Nothing may be left out or changed. Print every entry.

§ **The data**:
━━━━━━━━

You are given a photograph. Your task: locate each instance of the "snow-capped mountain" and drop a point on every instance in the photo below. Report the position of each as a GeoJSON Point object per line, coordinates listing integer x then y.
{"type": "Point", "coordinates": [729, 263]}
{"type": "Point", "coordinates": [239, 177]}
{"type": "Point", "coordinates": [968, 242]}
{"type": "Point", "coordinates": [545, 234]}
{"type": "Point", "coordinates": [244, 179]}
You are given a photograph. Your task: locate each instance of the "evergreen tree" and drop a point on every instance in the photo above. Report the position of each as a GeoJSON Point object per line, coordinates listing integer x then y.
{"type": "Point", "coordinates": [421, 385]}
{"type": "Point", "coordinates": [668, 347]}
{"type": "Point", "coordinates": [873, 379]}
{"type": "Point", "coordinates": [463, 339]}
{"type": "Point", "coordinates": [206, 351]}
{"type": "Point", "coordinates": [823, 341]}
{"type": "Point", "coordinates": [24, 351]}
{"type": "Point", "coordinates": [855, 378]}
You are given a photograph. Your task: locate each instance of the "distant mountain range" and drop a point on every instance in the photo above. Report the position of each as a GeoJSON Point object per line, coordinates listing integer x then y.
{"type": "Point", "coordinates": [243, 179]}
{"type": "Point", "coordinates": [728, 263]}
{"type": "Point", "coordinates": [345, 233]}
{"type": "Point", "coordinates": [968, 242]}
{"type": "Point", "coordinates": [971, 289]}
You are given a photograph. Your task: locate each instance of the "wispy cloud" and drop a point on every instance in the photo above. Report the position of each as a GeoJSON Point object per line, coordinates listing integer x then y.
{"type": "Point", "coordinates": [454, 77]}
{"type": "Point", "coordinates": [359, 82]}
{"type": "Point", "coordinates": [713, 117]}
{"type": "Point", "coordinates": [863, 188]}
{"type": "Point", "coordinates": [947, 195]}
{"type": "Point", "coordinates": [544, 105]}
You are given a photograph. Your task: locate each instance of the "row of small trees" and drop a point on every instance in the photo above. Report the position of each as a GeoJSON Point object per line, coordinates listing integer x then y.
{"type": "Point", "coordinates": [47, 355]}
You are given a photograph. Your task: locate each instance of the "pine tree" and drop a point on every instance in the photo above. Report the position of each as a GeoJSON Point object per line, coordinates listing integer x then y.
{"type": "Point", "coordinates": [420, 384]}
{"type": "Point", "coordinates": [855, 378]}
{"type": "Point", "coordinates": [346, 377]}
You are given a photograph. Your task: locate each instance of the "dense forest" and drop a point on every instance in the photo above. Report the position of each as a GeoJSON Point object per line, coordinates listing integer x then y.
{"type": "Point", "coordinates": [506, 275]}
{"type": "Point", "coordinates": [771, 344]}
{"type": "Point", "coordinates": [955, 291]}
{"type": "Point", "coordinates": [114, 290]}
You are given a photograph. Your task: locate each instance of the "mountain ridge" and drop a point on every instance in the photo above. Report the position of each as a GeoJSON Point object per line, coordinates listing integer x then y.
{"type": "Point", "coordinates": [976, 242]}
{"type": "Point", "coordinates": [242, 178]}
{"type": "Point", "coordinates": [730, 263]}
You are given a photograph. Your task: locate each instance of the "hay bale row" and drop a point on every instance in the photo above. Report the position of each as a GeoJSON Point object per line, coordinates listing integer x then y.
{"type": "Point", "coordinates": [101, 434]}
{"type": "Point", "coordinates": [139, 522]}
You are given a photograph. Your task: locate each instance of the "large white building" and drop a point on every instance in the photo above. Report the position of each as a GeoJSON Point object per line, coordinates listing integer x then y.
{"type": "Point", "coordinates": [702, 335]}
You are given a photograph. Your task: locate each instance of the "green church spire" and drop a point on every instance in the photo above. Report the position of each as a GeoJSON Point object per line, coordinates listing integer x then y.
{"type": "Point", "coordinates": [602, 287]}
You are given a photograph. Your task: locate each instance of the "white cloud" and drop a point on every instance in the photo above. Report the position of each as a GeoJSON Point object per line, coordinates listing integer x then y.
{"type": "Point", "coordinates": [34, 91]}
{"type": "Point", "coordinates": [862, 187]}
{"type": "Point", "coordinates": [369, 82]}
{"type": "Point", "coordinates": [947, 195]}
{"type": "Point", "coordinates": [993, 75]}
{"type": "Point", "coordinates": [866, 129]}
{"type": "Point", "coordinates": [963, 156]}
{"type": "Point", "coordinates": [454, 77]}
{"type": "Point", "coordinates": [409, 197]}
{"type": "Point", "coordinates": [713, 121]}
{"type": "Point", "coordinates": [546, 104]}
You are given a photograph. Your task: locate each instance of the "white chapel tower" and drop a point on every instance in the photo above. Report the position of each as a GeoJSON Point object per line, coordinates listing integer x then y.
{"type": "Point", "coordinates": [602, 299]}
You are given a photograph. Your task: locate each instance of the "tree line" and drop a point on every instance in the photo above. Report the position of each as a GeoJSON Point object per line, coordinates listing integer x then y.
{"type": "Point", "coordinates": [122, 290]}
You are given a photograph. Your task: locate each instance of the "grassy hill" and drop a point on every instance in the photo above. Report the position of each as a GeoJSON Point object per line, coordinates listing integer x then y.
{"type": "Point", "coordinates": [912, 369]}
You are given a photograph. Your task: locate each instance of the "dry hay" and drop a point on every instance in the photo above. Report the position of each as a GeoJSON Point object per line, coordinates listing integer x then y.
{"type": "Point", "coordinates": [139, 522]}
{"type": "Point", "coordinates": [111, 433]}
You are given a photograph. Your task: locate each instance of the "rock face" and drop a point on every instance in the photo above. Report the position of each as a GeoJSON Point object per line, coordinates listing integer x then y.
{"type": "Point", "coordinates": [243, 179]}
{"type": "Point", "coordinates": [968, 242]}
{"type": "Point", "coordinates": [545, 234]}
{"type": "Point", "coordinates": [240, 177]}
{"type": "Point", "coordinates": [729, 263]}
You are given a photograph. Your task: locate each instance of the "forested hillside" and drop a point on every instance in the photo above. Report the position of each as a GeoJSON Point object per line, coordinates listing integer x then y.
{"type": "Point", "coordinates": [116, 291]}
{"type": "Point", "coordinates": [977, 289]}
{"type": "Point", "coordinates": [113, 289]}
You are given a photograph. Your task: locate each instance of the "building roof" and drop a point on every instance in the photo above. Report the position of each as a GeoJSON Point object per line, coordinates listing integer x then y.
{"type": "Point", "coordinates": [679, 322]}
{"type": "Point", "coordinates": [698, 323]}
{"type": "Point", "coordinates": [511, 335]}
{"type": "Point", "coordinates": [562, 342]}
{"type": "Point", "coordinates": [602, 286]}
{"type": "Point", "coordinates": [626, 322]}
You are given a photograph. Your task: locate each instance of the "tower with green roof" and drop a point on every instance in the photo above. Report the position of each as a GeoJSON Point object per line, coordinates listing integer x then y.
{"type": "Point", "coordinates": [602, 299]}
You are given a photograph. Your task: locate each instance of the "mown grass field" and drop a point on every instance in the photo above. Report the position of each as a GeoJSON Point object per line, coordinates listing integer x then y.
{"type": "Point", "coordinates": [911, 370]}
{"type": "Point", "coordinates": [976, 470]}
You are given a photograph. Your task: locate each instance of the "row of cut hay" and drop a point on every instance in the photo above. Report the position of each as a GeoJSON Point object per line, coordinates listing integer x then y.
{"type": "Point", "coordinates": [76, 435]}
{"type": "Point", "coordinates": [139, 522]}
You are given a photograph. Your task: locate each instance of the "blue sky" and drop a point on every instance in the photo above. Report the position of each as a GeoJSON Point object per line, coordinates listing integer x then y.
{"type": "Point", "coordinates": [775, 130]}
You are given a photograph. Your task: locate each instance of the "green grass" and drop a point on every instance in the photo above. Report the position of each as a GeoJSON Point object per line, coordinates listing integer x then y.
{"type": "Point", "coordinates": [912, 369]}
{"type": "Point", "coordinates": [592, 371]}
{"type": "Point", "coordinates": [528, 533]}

━━━━━━━━

§ **Written solution**:
You are given a photograph. Your task: locate each instance of the "snow-capped mountain" and drop a point on every instance in the photo below. Report the position of each as a GeoJSON Point object per line, coordinates listing integer x then y.
{"type": "Point", "coordinates": [729, 263]}
{"type": "Point", "coordinates": [239, 177]}
{"type": "Point", "coordinates": [968, 242]}
{"type": "Point", "coordinates": [545, 234]}
{"type": "Point", "coordinates": [244, 179]}
You are given a photograph. Your task: locate each instance of the "evergreen tree" and drop a point on every instance in the photo above. Report the position of each as a GeoJSON Point object per line, coordinates listing integer x then y.
{"type": "Point", "coordinates": [421, 385]}
{"type": "Point", "coordinates": [668, 347]}
{"type": "Point", "coordinates": [873, 379]}
{"type": "Point", "coordinates": [463, 339]}
{"type": "Point", "coordinates": [206, 351]}
{"type": "Point", "coordinates": [823, 341]}
{"type": "Point", "coordinates": [24, 351]}
{"type": "Point", "coordinates": [855, 378]}
You are given a photograph. Your task: locate each instance of the "distant mountain range" and drop a point on every instance in the photo above. Report the position of each as a GeoJSON Point object per line, coordinates listing integer x then y.
{"type": "Point", "coordinates": [243, 179]}
{"type": "Point", "coordinates": [728, 263]}
{"type": "Point", "coordinates": [345, 233]}
{"type": "Point", "coordinates": [968, 242]}
{"type": "Point", "coordinates": [971, 289]}
You are given a photograph. Your task: locate each instance of the "wispy cloud" and drop a point on every instance in the photo above. Report the position of each as a GeoJSON Point object per line, coordinates listing integer x then y.
{"type": "Point", "coordinates": [454, 77]}
{"type": "Point", "coordinates": [359, 82]}
{"type": "Point", "coordinates": [713, 117]}
{"type": "Point", "coordinates": [863, 188]}
{"type": "Point", "coordinates": [947, 195]}
{"type": "Point", "coordinates": [544, 105]}
You are given a photograph. Your task: locate each instance of the "row of small trees" and drop a point on every instance in the photo above. Report the position of each as a GeoJSON Point object per line, coordinates listing integer x then y.
{"type": "Point", "coordinates": [47, 355]}
You are given a photograph. Your task: locate each instance of the "pine tree" and drop a point on every instance in the photo above. Report the position of each as a GeoJSON Point object per line, coordinates listing integer x then y.
{"type": "Point", "coordinates": [420, 384]}
{"type": "Point", "coordinates": [855, 378]}
{"type": "Point", "coordinates": [346, 377]}
You are given a photograph. Your task: locate each instance of the "dense forest" and drop a point on every instance in the photo above. Report the position of each as a GeoJSON Point object per line, coordinates listing integer x then y.
{"type": "Point", "coordinates": [506, 275]}
{"type": "Point", "coordinates": [771, 344]}
{"type": "Point", "coordinates": [955, 291]}
{"type": "Point", "coordinates": [114, 290]}
You are given a photograph. Your task: locate each instance of the "mountain ridge" and drop a point on every instance in the photo above. Report the position of each as a GeoJSON Point object per line, coordinates listing integer x then y.
{"type": "Point", "coordinates": [976, 242]}
{"type": "Point", "coordinates": [242, 178]}
{"type": "Point", "coordinates": [730, 263]}
You are given a photograph. Your task: locate each instance of the "hay bale row" and drop a point on every instance in the photo above. Report the position of each as a GeoJSON Point object per line, coordinates listing integer x then y.
{"type": "Point", "coordinates": [101, 434]}
{"type": "Point", "coordinates": [139, 522]}
You are given a photograph. Your task: locate each instance of the "large white building" and drop a point on every instance in the photo above. Report the position of each as a GeoJSON Point object per line, coordinates listing integer x then y.
{"type": "Point", "coordinates": [702, 335]}
You are given a photograph. Your task: locate each instance of the "green church spire" and drop a point on every instance in the photo above. Report the position of each as a GeoJSON Point object per line, coordinates listing integer x then y.
{"type": "Point", "coordinates": [602, 287]}
You are given a photograph. Your task: locate each instance of the "white cloud" and drop a point on every instance in the photo above. Report the position of each as a GeoJSON Point object per line, coordinates listing integer x then y.
{"type": "Point", "coordinates": [34, 91]}
{"type": "Point", "coordinates": [862, 187]}
{"type": "Point", "coordinates": [369, 82]}
{"type": "Point", "coordinates": [947, 195]}
{"type": "Point", "coordinates": [993, 75]}
{"type": "Point", "coordinates": [866, 129]}
{"type": "Point", "coordinates": [963, 156]}
{"type": "Point", "coordinates": [454, 77]}
{"type": "Point", "coordinates": [409, 197]}
{"type": "Point", "coordinates": [713, 121]}
{"type": "Point", "coordinates": [546, 104]}
You are given a photograph. Your task: locate each instance of the "white chapel tower" and drop a point on every instance in the photo above. Report the position of each as a GeoJSON Point object per line, coordinates listing integer x then y.
{"type": "Point", "coordinates": [602, 299]}
You are given a photograph. Your task: locate each instance of the "tree line" and drop a point on every instance in the photo above. Report the position of each as a GeoJSON Point object per line, coordinates listing integer x then y.
{"type": "Point", "coordinates": [122, 290]}
You are given a photograph. Your task: locate each instance of the "grassy hill" and drop a point on every instance in the photo above. Report the position of each as a GeoJSON Point object per line, coordinates listing integer x then y.
{"type": "Point", "coordinates": [912, 369]}
You are given a photograph. Your task: locate each instance of the "dry hay" and drop a point on every instance in the photo above. Report the position of each as a GeoJSON Point object per line, coordinates listing integer x then y.
{"type": "Point", "coordinates": [139, 522]}
{"type": "Point", "coordinates": [111, 433]}
You are given a photograph. Your task: locate each instance of the "rock face" and drop a point on every instance in the photo above. Report the position of each as a GeoJSON Point object per line, coordinates listing integer x then y.
{"type": "Point", "coordinates": [243, 179]}
{"type": "Point", "coordinates": [968, 242]}
{"type": "Point", "coordinates": [545, 234]}
{"type": "Point", "coordinates": [240, 177]}
{"type": "Point", "coordinates": [729, 263]}
You are given a photograph. Your task: locate each instance of the "forested hillside" and drop a point on every instance in the photo above. Report the position of each as a GeoJSON Point object per line, coordinates listing integer x then y.
{"type": "Point", "coordinates": [116, 291]}
{"type": "Point", "coordinates": [977, 289]}
{"type": "Point", "coordinates": [113, 289]}
You are given a photograph. Your task: locate each instance of the "building roof" and drop a point on every instance in the photo above. Report the position of each as a GeoJSON Point object per line, coordinates listing integer x then y.
{"type": "Point", "coordinates": [679, 322]}
{"type": "Point", "coordinates": [698, 323]}
{"type": "Point", "coordinates": [511, 335]}
{"type": "Point", "coordinates": [562, 342]}
{"type": "Point", "coordinates": [602, 286]}
{"type": "Point", "coordinates": [626, 322]}
You are given a photograph. Your task: locate each instance of the "tower with green roof" and drop a point on every instance in the photo above. Report the position of each as a GeoJSON Point object per line, coordinates listing integer x then y.
{"type": "Point", "coordinates": [602, 299]}
You are given a photograph. Your task: locate each instance of the "mown grass field" and drop a point on every instance in the photo above. Report the position of each as a GeoJSON Point object per line, coordinates listing integer x then y.
{"type": "Point", "coordinates": [911, 370]}
{"type": "Point", "coordinates": [976, 470]}
You are given a photograph. Your task: locate each instance of the "row of cut hay" and drop a point on every instance in the photo above. Report the position of each as a GeoJSON Point object per line, coordinates listing integer x then y.
{"type": "Point", "coordinates": [76, 435]}
{"type": "Point", "coordinates": [139, 522]}
You are given a photograph. Your task: locate each instance of the "blue sky" and drop a point on every instance in the photo above. Report the position of each as a GeoJSON Point object per line, coordinates listing integer x then y.
{"type": "Point", "coordinates": [775, 130]}
You are given a photograph. Your task: locate each instance of the "green grass" and drop a point on every instance in the photo above. Report the position of each as a GeoJSON Point object per line, coordinates listing integer x then y.
{"type": "Point", "coordinates": [912, 369]}
{"type": "Point", "coordinates": [592, 371]}
{"type": "Point", "coordinates": [528, 533]}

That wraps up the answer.